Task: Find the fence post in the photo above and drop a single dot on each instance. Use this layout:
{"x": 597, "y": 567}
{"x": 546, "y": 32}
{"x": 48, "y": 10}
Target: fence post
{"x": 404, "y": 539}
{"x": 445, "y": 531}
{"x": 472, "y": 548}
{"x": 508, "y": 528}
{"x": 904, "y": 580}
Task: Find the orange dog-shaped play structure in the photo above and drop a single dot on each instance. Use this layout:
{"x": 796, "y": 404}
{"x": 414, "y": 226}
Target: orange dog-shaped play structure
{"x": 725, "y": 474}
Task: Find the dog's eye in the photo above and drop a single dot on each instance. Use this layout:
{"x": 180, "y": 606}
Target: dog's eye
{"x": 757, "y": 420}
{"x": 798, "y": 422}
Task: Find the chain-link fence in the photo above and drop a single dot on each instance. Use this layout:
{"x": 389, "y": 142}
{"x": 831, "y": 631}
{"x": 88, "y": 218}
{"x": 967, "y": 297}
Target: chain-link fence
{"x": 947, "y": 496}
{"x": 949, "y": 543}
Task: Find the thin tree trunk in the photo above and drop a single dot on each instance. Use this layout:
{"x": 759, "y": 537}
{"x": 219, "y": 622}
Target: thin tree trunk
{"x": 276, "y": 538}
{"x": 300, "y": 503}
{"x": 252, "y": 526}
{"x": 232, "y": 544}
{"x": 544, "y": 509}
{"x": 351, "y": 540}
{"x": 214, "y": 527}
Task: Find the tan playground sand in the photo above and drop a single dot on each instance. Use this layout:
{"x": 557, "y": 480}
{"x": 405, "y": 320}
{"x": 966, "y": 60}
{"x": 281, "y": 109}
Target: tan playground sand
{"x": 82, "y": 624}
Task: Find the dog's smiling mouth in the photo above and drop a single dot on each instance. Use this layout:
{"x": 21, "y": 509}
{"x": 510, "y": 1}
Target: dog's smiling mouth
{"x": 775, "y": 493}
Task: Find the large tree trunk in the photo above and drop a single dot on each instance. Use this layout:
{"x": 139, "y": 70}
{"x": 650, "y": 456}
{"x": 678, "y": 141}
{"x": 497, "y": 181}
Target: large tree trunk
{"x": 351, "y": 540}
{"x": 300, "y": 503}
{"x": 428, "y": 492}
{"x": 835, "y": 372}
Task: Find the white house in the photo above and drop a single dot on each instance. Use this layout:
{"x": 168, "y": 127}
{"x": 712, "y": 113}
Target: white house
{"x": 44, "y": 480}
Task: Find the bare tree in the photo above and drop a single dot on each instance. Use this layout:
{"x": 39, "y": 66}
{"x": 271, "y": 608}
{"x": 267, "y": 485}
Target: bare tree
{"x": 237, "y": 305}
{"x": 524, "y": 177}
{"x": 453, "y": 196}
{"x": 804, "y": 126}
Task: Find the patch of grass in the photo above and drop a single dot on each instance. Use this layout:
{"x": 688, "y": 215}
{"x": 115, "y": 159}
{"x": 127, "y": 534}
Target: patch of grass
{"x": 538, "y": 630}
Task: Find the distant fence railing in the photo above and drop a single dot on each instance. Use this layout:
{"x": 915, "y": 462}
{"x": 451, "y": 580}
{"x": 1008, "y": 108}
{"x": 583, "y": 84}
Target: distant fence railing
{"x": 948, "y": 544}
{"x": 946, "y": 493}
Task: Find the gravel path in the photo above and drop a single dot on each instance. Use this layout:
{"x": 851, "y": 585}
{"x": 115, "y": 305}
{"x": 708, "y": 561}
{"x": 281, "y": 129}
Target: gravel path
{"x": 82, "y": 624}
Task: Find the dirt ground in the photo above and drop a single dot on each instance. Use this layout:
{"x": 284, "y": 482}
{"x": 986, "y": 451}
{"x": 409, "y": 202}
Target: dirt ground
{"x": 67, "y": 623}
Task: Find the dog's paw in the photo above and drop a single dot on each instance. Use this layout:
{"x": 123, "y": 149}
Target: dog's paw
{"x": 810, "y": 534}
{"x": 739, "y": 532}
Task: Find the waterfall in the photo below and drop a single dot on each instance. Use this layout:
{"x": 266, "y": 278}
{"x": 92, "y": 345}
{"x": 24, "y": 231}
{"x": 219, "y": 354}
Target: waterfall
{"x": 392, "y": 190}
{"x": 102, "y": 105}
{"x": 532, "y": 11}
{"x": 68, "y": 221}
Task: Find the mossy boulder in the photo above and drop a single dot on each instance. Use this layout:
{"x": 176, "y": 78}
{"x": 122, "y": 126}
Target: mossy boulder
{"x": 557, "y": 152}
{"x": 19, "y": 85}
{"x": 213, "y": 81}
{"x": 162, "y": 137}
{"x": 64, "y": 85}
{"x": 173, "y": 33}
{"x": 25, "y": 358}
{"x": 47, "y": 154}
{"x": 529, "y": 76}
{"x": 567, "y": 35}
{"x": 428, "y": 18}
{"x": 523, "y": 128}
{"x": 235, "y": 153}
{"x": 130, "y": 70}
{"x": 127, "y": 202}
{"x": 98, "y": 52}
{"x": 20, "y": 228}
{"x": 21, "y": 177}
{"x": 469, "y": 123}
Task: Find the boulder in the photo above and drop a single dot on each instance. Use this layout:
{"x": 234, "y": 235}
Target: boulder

______

[GIVEN EXERCISE] Repeat the listing exactly, from its first line to its last.

[EXERCISE OUTPUT]
Task: Find the fence post in the photo above and drop a single dot on each instance. Use this layout:
{"x": 597, "y": 567}
{"x": 546, "y": 32}
{"x": 48, "y": 10}
Target: fence post
{"x": 404, "y": 539}
{"x": 445, "y": 531}
{"x": 472, "y": 548}
{"x": 508, "y": 528}
{"x": 904, "y": 580}
Task: Find the orange dog-shaped play structure in the photo above and drop a single dot on each instance. Use this layout:
{"x": 796, "y": 404}
{"x": 414, "y": 226}
Target: orange dog-shaped play structure
{"x": 725, "y": 474}
Task: Find the dog's eye in the photo above and drop a single dot on each instance. Use this layout:
{"x": 180, "y": 606}
Target: dog's eye
{"x": 757, "y": 420}
{"x": 798, "y": 422}
Task: Find the chain-link fence in the photo above and drop a single dot on each instance. Use this layout:
{"x": 389, "y": 142}
{"x": 831, "y": 631}
{"x": 88, "y": 218}
{"x": 967, "y": 297}
Target: chain-link fence
{"x": 947, "y": 496}
{"x": 949, "y": 543}
Task: Find the thin tree trunk in the photo above and drop a single dot on each instance. Use this layout:
{"x": 759, "y": 537}
{"x": 219, "y": 622}
Target: thin tree trunk
{"x": 276, "y": 538}
{"x": 300, "y": 503}
{"x": 252, "y": 526}
{"x": 232, "y": 544}
{"x": 544, "y": 509}
{"x": 351, "y": 540}
{"x": 214, "y": 527}
Task: Find the tan playground sand in the photo above and drop a single dot on each instance. Use this layout:
{"x": 557, "y": 480}
{"x": 405, "y": 320}
{"x": 966, "y": 60}
{"x": 281, "y": 109}
Target: tan playground sand
{"x": 82, "y": 624}
Task: Find the dog's smiling mouth in the photo above and drop a single dot on each instance. Use this layout:
{"x": 21, "y": 509}
{"x": 510, "y": 1}
Target: dog's smiling mouth
{"x": 775, "y": 493}
Task: Find the large tree trunk in the photo above and drop a single dot on each instance. Use this layout:
{"x": 139, "y": 70}
{"x": 650, "y": 456}
{"x": 678, "y": 141}
{"x": 497, "y": 181}
Target: large tree trunk
{"x": 351, "y": 540}
{"x": 300, "y": 503}
{"x": 428, "y": 492}
{"x": 835, "y": 372}
Task: Find the white house in the photo above and drop a single dot on each instance. Use this layout:
{"x": 168, "y": 127}
{"x": 712, "y": 113}
Target: white house
{"x": 44, "y": 480}
Task: Find the bare tree in the photo above and drop a single dot on each instance. Use this layout:
{"x": 39, "y": 66}
{"x": 271, "y": 608}
{"x": 267, "y": 485}
Target: bare tree
{"x": 237, "y": 305}
{"x": 524, "y": 177}
{"x": 453, "y": 196}
{"x": 804, "y": 126}
Task: Find the patch of grass in the photo above and drop a single dot on each instance. Use this layout:
{"x": 688, "y": 215}
{"x": 115, "y": 159}
{"x": 127, "y": 534}
Target: patch of grass
{"x": 538, "y": 630}
Task: Find the distant fence railing in the photo above and drop a single dot on each instance. Use this layout:
{"x": 915, "y": 462}
{"x": 451, "y": 580}
{"x": 1008, "y": 108}
{"x": 583, "y": 84}
Target: distant fence railing
{"x": 948, "y": 544}
{"x": 946, "y": 493}
Task: Find the gravel path in the photo above and drop a single dot on each instance. Use this layout:
{"x": 851, "y": 585}
{"x": 115, "y": 305}
{"x": 708, "y": 561}
{"x": 281, "y": 129}
Target: gravel path
{"x": 82, "y": 624}
Task: Find the dirt ground in the photo above and drop a single dot on each instance. Use this layout:
{"x": 284, "y": 482}
{"x": 986, "y": 451}
{"x": 409, "y": 202}
Target: dirt ground
{"x": 67, "y": 623}
Task: Find the dog's paw in the photo above and drop a single dot on each instance. Use this layout:
{"x": 123, "y": 149}
Target: dog's paw
{"x": 810, "y": 534}
{"x": 739, "y": 532}
Task: Find the waterfall in the photo below and drop a single dot on each instance. Use this layout:
{"x": 266, "y": 278}
{"x": 92, "y": 345}
{"x": 24, "y": 231}
{"x": 219, "y": 354}
Target: waterfall
{"x": 392, "y": 190}
{"x": 102, "y": 105}
{"x": 532, "y": 11}
{"x": 68, "y": 221}
Task: Find the mossy boulder in the photo above and drop a single dot on each instance. Use this layout:
{"x": 176, "y": 78}
{"x": 122, "y": 126}
Target: mossy boulder
{"x": 557, "y": 152}
{"x": 19, "y": 85}
{"x": 213, "y": 81}
{"x": 162, "y": 137}
{"x": 64, "y": 85}
{"x": 173, "y": 33}
{"x": 25, "y": 358}
{"x": 47, "y": 154}
{"x": 529, "y": 76}
{"x": 567, "y": 35}
{"x": 428, "y": 18}
{"x": 523, "y": 128}
{"x": 235, "y": 153}
{"x": 130, "y": 70}
{"x": 127, "y": 202}
{"x": 98, "y": 52}
{"x": 20, "y": 228}
{"x": 21, "y": 177}
{"x": 469, "y": 123}
Task: Find the boulder in the photo above and drop a single dot on each instance. Use this layout:
{"x": 234, "y": 235}
Target: boulder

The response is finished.